(Collected data)
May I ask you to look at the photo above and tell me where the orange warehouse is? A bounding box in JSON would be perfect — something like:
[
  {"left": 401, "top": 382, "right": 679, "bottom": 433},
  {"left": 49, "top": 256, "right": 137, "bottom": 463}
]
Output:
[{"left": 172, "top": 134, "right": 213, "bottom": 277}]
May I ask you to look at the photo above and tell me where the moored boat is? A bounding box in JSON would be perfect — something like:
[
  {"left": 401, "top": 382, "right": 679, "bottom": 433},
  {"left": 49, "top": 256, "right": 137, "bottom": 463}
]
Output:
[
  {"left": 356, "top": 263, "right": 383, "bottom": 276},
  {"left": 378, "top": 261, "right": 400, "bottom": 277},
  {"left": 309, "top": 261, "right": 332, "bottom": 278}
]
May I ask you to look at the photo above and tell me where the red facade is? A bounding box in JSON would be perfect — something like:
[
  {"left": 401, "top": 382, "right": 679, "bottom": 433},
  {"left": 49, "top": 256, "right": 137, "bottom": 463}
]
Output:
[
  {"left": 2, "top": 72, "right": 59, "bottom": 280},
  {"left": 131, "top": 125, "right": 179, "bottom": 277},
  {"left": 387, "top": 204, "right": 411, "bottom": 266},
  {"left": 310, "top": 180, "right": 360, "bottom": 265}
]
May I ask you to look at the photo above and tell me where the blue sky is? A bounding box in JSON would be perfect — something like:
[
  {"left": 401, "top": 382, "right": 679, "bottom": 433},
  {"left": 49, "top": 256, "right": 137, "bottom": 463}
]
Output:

Exercise requirements: Rewrite every line of the entries above as a numbered list, omitting any blank lines.

Solution to this problem:
1. May I ask you to look at the photo above and tell me where the orange warehouse is? A bounding box in JSON would be perfect — something like:
2. [
3.   {"left": 401, "top": 382, "right": 679, "bottom": 433},
4.   {"left": 49, "top": 256, "right": 137, "bottom": 463}
5. ]
6. Output:
7. [{"left": 172, "top": 134, "right": 213, "bottom": 277}]
8. May I ask you to look at the photo above and tell me where the moored boat is? A bounding box in JSON would be perfect — something like:
9. [
10.   {"left": 401, "top": 382, "right": 679, "bottom": 433},
11.   {"left": 49, "top": 256, "right": 137, "bottom": 463}
12. ]
13. Output:
14. [
15.   {"left": 356, "top": 263, "right": 383, "bottom": 276},
16.   {"left": 378, "top": 261, "right": 400, "bottom": 277},
17.   {"left": 309, "top": 261, "right": 332, "bottom": 278}
18. ]
19. May I ask you to look at the photo above and tell me where the red facade is? A bounding box in JSON would be perfect — something like:
20. [
21.   {"left": 401, "top": 382, "right": 679, "bottom": 433},
22.   {"left": 49, "top": 256, "right": 137, "bottom": 463}
23. ]
24. Output:
25. [
26.   {"left": 2, "top": 72, "right": 59, "bottom": 280},
27.   {"left": 131, "top": 125, "right": 179, "bottom": 277},
28.   {"left": 387, "top": 204, "right": 411, "bottom": 266},
29.   {"left": 310, "top": 180, "right": 360, "bottom": 265}
30. ]
31. May I ask you to look at the photo above and tell me where the blue sky is? A bounding box in JSON would be perfect — something like:
32. [
33.   {"left": 401, "top": 382, "right": 679, "bottom": 433},
34.   {"left": 49, "top": 256, "right": 137, "bottom": 463}
35. ]
36. Output:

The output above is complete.